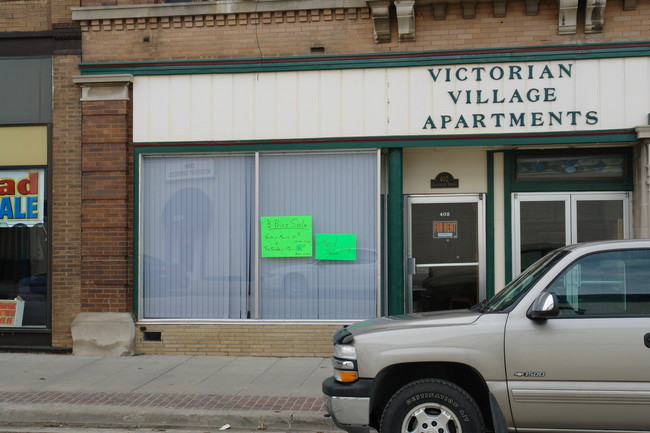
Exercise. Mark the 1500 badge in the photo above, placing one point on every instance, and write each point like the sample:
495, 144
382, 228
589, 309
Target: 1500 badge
530, 373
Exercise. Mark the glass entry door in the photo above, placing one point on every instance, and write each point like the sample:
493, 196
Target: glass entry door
546, 221
446, 259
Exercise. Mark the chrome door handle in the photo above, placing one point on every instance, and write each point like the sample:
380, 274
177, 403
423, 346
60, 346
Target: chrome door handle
410, 265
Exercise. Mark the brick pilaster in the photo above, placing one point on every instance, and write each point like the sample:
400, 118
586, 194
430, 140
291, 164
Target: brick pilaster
106, 228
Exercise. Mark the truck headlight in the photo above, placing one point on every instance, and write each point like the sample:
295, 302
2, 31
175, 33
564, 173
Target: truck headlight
344, 362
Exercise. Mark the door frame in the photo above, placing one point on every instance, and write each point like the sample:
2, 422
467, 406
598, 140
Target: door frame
479, 199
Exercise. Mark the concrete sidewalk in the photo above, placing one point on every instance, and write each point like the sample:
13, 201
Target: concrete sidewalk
205, 392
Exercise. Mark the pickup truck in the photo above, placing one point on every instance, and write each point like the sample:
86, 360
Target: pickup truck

**Short task:** Exactly reproduce each record, leaving out any pictures.

**Exercise solution:**
Exercise. Mark the 1500 badge in the photo above, placing one point on every instance, and write each point like the sample:
495, 144
382, 228
589, 309
Target: 1500 badge
530, 373
Exercise. Mark the glass entry door in the photo above, placing one point on every instance, and write each point like the sample:
493, 196
Target: glass entry door
546, 221
446, 259
Exercise. Mark the chrome door handle in the photo above, placing one point on every instance, and write each point like the sample:
380, 274
177, 403
423, 346
60, 346
Target: chrome door handle
410, 265
Exercise. Mark the brick pilaster in the photo above, placing one point on every instance, and write each point like the sample:
400, 118
586, 194
430, 140
291, 164
Target: brick pilaster
106, 228
Exercise. Mark the truck headlight in the photo above, placing one point on every instance, and write each point like the sample:
295, 302
2, 31
175, 33
564, 173
Target: truck headlight
344, 362
Exercise. Mark the door frame in the photo above, placing one point on every instance, and write each point like the sample:
2, 422
467, 406
598, 140
Target: door frame
479, 199
Exercise. Mark the concrete sidewalk in the photo above, placing one point on every instance, and write each point like the sample:
13, 201
Target: concrete sidewalk
205, 392
Exercise. Mark the pickup truck in the photo above, placing one point on every instance, and write each point like the sample:
86, 360
Target: pickup truck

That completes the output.